29 juin 2012

Treize mauvais quarts d'heure - Albert Sanchez Pinol

Du même auteur, j'avais lu la peau froide, que j'avais trouvé pas mal. J'en retirais l'impression que l'auteur avait un vrai sens de l'écriture et du rythme et un problème avec le fantastique qui, chez lui, ne pouvait servir que métaphore, sans avoir d'existence en lui-même. (Chez Lovecraft - mon héros - le fantastique/SF est aussi une métaphore. Mais pas que.)
Ces treize mauvais quarts d'heure (excellent titre, d'ailleurs) sont treize récits courts, un peu cruels. Hommes de la lune tombés dans les champs d'oliviers et forcés d'y travailler avec les paysans, zèbre poursuivi se souvenant des leçons de sa maman, armoire avalant ceux qui s'y cachent, riche romain s'inventant des ancêtres illustres, nef des fous, congrès socialiste en contact avec les martiens...
L'écriture est toujours concise, plaisante. Au mieux, on lorgne vers Marcel Aymé ou Dino Buzzati. Au pire, certains textes ne sont que des pochades, pas vraiment drôles. Le tout premier, très séduisant au premier abord (l'histoire des hommes de la Lune) m'a gonflé quand j'ai vu la métaphore transparente qu'induisant l'élément fantastique.
Bref, un recueil léger, un peu méchant, un peu sage. Il sent une bonne odeur de vieux papier, on dirait qu'il date des années 50, mais le copyright indique 2010.

++++++++++

● **Liste des tâches**:
(a) Recopiez mot pour mot le passage de la critique qui commence à "Ces treize mauvais" et se termine à "qu'induisant l'élément fantastique.".
(b) D'après la critique, quelle année le copyright du recueil indique-t-il ?
Le listing qui suit est un matériau distinct de la critique.

++++++++++

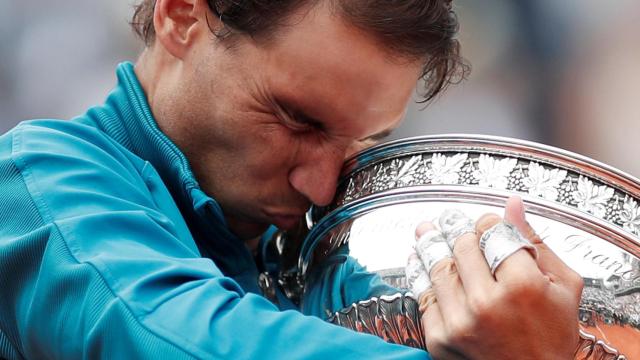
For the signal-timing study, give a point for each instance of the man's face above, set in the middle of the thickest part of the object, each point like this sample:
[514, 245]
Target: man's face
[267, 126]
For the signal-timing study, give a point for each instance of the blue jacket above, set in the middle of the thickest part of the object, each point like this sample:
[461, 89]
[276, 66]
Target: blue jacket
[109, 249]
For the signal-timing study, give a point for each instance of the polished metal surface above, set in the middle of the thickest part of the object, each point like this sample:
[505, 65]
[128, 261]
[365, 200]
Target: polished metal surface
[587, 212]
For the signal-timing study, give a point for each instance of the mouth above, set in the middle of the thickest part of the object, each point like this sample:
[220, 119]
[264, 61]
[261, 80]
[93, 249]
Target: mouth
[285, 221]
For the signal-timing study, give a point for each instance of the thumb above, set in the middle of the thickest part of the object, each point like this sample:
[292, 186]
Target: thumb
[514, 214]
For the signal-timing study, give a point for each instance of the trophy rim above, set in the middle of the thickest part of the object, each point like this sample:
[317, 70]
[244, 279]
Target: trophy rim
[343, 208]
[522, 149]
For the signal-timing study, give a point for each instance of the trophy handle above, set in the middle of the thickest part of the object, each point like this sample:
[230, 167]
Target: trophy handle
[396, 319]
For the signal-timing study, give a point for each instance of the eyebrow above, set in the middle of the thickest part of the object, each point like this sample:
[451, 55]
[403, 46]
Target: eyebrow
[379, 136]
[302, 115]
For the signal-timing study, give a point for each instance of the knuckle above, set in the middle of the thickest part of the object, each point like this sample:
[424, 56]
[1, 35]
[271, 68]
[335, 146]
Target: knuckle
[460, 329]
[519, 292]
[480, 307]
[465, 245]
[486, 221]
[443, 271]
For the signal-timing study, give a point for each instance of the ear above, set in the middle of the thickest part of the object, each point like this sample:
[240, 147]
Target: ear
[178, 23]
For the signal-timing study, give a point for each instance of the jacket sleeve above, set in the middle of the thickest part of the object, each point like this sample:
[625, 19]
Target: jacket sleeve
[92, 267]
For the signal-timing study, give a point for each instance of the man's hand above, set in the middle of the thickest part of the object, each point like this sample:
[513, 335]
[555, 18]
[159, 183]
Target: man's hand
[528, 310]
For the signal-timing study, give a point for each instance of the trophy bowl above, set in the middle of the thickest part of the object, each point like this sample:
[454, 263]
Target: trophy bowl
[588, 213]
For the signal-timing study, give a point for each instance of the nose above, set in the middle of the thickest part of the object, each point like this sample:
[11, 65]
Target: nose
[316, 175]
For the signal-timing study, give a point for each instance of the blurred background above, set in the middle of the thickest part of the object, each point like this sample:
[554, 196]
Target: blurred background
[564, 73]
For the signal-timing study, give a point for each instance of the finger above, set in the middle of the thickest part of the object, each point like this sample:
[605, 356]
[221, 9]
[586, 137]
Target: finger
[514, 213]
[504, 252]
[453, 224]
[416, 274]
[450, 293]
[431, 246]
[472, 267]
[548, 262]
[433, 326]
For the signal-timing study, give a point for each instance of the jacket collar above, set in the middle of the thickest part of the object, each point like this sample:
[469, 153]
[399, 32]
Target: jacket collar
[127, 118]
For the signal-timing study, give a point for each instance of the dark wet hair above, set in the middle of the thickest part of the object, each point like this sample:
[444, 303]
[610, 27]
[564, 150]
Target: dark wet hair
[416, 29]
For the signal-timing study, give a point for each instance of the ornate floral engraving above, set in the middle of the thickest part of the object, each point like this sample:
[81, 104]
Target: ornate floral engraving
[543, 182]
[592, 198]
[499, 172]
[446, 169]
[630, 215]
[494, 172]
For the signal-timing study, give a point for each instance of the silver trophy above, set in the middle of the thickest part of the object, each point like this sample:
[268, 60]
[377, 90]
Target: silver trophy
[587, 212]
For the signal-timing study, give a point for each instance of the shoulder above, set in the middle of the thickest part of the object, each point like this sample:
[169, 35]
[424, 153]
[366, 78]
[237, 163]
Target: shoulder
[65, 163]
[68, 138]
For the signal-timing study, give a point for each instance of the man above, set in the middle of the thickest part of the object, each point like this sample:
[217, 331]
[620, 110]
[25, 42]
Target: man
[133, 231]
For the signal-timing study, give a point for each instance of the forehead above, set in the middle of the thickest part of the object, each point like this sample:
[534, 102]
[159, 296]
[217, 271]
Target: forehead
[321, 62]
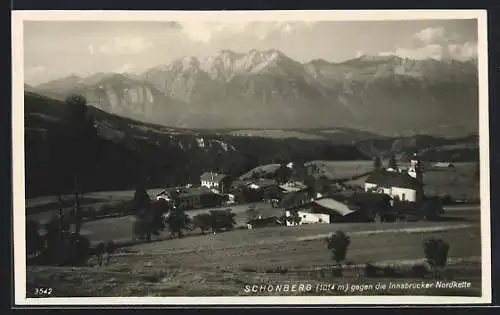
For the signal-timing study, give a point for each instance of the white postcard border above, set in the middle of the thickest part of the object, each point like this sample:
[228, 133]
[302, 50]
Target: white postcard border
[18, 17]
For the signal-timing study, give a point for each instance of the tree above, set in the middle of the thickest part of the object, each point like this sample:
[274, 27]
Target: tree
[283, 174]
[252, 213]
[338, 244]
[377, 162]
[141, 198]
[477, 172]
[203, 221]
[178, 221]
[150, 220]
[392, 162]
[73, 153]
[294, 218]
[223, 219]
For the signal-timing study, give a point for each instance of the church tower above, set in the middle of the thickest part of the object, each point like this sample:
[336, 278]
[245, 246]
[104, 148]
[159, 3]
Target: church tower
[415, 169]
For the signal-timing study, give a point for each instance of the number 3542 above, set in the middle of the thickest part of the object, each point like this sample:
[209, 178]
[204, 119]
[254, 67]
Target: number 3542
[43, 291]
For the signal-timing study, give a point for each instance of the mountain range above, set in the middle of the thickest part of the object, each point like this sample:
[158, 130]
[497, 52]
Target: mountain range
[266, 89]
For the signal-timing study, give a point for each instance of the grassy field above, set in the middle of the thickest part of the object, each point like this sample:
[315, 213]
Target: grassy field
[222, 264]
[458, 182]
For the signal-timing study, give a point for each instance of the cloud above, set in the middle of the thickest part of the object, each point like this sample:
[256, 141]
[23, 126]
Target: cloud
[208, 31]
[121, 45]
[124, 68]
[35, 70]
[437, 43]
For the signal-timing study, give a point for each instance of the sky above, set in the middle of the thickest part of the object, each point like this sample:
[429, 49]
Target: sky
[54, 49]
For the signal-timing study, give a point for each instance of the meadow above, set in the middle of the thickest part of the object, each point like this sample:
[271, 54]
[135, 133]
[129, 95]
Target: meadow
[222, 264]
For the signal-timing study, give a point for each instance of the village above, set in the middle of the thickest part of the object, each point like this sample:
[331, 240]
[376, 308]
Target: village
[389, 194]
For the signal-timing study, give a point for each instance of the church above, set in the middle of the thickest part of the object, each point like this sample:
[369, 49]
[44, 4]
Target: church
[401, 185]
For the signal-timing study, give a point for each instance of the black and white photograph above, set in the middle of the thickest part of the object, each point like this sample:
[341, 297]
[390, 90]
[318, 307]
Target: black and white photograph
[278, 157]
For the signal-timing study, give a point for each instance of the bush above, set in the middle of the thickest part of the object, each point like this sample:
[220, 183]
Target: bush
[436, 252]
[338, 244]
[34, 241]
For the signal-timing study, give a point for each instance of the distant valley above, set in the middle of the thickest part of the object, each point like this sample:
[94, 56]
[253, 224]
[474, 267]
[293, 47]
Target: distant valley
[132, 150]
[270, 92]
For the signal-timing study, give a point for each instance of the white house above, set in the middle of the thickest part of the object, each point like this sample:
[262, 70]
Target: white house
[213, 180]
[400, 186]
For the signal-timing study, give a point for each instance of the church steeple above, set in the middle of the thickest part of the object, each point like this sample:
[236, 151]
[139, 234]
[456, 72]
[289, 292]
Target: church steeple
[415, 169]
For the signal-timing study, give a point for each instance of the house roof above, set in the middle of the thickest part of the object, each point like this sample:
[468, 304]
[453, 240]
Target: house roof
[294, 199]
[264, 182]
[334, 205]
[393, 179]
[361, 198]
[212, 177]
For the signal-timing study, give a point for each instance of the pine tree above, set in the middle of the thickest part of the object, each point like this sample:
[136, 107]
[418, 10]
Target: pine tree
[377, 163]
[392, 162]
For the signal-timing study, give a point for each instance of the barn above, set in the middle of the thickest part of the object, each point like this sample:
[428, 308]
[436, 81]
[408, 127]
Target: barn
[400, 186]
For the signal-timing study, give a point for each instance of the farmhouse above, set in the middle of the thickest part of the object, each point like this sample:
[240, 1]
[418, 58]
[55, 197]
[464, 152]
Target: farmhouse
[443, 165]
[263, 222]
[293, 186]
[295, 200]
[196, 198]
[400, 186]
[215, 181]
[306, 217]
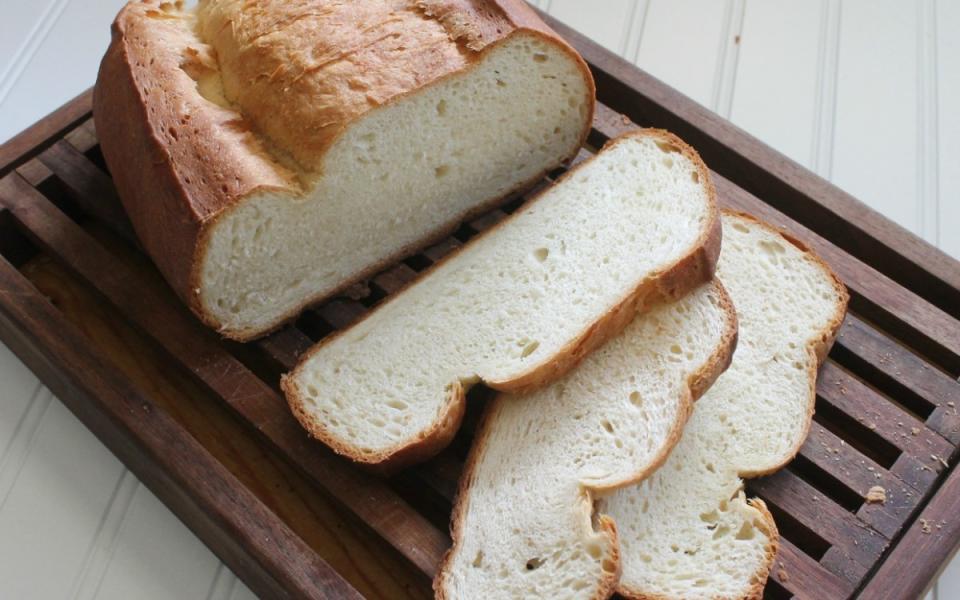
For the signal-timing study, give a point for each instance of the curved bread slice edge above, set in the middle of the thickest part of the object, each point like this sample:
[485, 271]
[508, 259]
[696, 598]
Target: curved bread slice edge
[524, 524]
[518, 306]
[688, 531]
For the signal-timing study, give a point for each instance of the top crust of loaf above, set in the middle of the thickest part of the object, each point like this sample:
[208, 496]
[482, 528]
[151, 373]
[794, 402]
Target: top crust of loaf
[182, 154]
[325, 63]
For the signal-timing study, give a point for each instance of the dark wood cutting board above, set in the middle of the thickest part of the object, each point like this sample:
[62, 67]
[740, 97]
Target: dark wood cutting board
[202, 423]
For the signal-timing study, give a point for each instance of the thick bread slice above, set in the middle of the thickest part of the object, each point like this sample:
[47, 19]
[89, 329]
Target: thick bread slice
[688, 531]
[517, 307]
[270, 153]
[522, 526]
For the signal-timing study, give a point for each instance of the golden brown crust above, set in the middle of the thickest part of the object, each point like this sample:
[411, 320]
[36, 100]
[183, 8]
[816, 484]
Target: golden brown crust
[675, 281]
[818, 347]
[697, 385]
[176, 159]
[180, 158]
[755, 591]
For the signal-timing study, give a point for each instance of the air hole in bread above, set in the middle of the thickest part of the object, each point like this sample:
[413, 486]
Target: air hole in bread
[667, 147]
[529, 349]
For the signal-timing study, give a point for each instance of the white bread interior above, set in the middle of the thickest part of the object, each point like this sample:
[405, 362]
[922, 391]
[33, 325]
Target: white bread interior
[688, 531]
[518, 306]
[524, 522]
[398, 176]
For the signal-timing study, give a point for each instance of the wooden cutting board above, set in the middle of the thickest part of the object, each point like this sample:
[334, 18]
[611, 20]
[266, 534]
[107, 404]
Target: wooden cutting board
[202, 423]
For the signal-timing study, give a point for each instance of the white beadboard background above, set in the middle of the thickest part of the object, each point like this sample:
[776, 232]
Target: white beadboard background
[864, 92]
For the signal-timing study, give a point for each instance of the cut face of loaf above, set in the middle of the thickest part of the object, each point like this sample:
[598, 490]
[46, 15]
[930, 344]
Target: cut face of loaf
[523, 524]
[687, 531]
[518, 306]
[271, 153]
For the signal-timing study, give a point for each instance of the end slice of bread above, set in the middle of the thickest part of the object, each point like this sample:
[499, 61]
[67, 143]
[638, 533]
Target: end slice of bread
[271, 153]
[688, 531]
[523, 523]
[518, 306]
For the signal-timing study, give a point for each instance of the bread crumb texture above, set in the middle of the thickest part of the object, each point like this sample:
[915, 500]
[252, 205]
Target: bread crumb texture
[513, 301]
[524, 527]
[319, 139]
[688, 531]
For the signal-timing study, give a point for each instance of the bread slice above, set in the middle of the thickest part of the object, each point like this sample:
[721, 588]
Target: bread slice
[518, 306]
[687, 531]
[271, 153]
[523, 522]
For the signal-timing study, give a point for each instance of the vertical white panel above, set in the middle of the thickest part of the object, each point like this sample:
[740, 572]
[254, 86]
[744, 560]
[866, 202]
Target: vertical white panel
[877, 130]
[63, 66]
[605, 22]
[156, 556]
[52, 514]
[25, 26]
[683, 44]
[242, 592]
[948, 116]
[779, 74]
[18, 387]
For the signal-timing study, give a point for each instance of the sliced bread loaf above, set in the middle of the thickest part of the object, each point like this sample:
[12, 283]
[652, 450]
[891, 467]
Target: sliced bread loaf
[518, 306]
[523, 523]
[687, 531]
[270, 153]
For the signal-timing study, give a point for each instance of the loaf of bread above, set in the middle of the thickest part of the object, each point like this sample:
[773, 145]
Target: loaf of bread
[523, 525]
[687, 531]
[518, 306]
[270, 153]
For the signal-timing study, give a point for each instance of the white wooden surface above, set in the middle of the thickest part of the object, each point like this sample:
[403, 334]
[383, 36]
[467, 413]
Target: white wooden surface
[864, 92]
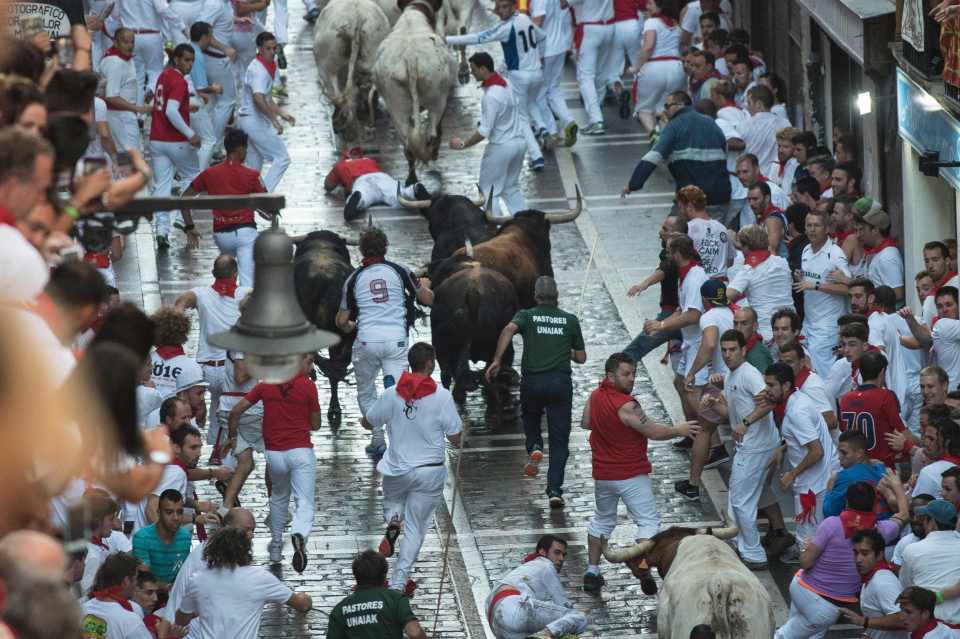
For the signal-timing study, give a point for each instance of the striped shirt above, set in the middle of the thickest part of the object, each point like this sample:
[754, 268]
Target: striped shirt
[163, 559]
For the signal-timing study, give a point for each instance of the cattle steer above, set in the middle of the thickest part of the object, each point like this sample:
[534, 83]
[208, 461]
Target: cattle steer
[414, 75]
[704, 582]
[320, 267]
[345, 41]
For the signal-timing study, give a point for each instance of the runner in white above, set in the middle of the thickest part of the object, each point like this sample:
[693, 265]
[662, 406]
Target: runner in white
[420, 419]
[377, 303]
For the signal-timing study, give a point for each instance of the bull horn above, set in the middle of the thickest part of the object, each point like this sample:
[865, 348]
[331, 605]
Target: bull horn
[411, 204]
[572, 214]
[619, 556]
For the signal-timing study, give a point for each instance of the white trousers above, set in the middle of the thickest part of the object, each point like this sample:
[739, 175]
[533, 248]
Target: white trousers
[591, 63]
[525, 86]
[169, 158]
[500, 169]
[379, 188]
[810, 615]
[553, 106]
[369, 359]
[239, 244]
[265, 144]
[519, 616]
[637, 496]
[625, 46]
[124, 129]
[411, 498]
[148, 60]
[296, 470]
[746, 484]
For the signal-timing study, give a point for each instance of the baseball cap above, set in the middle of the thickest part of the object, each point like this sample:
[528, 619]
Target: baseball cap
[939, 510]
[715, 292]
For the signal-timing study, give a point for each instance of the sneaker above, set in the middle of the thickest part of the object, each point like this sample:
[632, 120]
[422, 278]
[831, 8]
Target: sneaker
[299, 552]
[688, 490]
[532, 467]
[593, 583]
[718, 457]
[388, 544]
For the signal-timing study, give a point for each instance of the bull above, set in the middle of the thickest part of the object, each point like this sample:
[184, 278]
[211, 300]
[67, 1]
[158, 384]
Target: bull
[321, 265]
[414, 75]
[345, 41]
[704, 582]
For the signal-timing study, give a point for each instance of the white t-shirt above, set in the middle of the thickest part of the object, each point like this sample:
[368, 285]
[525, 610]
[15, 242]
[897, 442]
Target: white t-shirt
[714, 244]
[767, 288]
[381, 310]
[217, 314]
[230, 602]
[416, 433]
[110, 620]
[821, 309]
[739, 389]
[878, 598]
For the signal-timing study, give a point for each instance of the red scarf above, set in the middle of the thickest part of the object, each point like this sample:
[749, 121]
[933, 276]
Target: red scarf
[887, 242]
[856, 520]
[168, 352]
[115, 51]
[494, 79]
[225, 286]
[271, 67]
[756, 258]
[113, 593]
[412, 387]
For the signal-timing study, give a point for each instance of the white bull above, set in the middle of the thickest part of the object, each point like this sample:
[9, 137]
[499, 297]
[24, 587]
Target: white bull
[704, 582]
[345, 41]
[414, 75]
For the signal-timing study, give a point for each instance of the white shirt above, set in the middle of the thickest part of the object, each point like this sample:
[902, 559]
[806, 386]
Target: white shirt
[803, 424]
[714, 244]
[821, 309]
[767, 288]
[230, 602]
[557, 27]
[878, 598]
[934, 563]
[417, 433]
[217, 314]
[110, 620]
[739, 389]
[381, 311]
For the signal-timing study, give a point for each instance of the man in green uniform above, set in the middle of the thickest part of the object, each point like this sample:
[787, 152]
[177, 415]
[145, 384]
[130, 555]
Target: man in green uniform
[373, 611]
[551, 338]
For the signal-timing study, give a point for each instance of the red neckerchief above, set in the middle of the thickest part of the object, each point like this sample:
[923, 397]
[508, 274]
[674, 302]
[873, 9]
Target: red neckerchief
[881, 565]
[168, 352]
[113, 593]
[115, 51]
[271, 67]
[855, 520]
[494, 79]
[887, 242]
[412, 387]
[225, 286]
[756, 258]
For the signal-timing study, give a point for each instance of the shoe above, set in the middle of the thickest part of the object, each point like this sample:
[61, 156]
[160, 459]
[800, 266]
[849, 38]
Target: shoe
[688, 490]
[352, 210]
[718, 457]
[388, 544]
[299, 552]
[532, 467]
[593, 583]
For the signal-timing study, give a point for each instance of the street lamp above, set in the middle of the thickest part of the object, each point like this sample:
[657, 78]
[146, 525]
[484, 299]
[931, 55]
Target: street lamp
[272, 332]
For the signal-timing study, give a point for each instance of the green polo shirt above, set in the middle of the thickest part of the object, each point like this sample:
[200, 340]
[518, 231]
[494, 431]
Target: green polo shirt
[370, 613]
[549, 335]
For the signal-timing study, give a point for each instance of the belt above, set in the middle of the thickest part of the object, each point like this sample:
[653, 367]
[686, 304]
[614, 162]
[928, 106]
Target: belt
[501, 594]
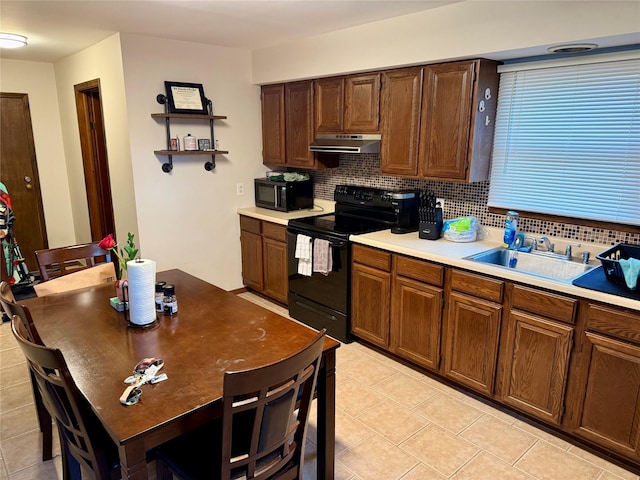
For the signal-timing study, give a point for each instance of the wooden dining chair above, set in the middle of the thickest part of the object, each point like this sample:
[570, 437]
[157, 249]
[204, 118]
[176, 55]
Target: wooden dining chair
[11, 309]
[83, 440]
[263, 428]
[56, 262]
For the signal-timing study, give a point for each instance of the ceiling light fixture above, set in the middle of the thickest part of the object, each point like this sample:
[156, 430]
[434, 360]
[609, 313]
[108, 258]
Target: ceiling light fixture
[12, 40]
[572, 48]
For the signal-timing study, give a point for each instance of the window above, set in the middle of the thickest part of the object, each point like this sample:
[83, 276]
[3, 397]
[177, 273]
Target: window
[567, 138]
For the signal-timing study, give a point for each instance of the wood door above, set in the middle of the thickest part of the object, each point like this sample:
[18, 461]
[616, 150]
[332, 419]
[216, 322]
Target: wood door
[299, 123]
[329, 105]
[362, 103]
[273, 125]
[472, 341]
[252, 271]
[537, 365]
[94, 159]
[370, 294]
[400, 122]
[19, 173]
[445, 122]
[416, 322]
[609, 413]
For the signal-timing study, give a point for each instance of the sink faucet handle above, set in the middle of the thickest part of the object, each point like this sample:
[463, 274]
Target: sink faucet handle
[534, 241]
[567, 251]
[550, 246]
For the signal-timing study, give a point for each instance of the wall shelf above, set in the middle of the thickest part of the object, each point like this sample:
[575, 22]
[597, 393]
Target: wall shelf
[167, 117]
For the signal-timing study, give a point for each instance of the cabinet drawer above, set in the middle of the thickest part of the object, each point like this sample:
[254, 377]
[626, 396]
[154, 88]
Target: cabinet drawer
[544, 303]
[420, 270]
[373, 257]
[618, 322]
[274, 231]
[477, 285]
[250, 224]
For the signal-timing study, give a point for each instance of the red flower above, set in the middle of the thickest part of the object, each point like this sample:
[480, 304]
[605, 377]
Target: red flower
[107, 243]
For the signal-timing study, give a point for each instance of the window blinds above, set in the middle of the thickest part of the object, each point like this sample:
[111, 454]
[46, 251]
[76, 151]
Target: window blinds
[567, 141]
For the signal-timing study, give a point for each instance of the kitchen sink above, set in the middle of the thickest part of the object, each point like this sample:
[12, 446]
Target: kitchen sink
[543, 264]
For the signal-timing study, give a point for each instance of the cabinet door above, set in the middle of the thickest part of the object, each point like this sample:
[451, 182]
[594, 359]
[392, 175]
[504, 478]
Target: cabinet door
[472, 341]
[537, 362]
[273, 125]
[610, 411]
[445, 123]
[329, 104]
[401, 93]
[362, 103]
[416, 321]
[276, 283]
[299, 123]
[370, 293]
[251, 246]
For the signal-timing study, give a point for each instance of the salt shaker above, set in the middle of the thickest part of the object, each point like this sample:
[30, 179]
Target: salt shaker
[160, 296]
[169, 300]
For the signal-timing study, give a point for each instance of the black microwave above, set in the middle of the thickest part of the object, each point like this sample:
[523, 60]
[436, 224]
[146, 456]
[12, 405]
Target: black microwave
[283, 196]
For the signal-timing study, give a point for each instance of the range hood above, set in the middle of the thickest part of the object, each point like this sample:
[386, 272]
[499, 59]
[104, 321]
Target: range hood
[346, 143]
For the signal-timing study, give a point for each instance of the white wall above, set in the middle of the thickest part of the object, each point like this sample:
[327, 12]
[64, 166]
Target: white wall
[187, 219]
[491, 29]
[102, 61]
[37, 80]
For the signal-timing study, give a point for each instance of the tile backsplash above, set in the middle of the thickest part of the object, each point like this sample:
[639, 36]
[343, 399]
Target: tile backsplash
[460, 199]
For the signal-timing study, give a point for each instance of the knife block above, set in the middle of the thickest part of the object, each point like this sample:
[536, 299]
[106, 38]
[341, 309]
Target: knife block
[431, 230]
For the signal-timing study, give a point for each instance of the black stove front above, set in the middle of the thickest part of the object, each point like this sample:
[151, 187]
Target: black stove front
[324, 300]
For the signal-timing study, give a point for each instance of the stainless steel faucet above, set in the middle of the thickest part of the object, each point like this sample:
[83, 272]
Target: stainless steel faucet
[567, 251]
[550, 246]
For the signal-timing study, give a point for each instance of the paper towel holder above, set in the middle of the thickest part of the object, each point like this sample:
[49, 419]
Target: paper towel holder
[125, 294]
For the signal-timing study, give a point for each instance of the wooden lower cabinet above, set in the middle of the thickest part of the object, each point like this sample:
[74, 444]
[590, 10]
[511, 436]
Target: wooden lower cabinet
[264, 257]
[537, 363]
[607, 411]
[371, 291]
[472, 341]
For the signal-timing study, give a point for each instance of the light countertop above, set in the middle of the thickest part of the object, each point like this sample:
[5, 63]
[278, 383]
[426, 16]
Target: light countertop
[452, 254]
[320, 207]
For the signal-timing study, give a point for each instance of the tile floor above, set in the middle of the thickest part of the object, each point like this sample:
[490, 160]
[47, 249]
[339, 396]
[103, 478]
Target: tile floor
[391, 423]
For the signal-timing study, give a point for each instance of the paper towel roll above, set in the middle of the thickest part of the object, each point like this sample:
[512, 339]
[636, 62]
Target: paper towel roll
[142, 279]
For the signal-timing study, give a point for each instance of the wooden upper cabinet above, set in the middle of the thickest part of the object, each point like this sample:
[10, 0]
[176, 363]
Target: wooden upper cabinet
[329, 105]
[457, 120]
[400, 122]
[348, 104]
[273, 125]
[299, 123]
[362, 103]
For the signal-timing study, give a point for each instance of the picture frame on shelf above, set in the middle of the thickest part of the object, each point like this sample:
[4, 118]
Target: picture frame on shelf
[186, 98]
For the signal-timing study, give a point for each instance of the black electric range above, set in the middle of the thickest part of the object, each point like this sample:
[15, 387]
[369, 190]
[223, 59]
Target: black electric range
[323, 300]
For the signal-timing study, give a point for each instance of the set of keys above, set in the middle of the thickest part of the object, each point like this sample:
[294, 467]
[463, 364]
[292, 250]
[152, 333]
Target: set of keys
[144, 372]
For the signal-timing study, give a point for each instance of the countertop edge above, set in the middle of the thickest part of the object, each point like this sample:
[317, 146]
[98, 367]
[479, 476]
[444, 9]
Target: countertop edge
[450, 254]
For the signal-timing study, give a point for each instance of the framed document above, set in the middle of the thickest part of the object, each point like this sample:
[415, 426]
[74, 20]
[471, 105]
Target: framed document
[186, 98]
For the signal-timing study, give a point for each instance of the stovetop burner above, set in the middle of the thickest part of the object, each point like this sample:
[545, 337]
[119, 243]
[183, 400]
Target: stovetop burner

++++++++++

● **Solutions par tâche**:
(a)
Ces treize mauvais quarts d'heure (excellent titre, d'ailleurs) sont treize récits courts, un peu cruels. Hommes de la lune tombés dans les champs d'oliviers et forcés d'y travailler avec les paysans, zèbre poursuivi se souvenant des leçons de sa maman, armoire avalant ceux qui s'y cachent, riche romain s'inventant des ancêtres illustres, nef des fous, congrès socialiste en contact avec les martiens...
L'écriture est toujours concise, plaisante. Au mieux, on lorgne vers Marcel Aymé ou Dino Buzzati. Au pire, certains textes ne sont que des pochades, pas vraiment drôles. Le tout premier, très séduisant au premier abord (l'histoire des hommes de la Lune) m'a gonflé quand j'ai vu la métaphore transparente qu'induisant l'élément fantastique.

(b) 2010.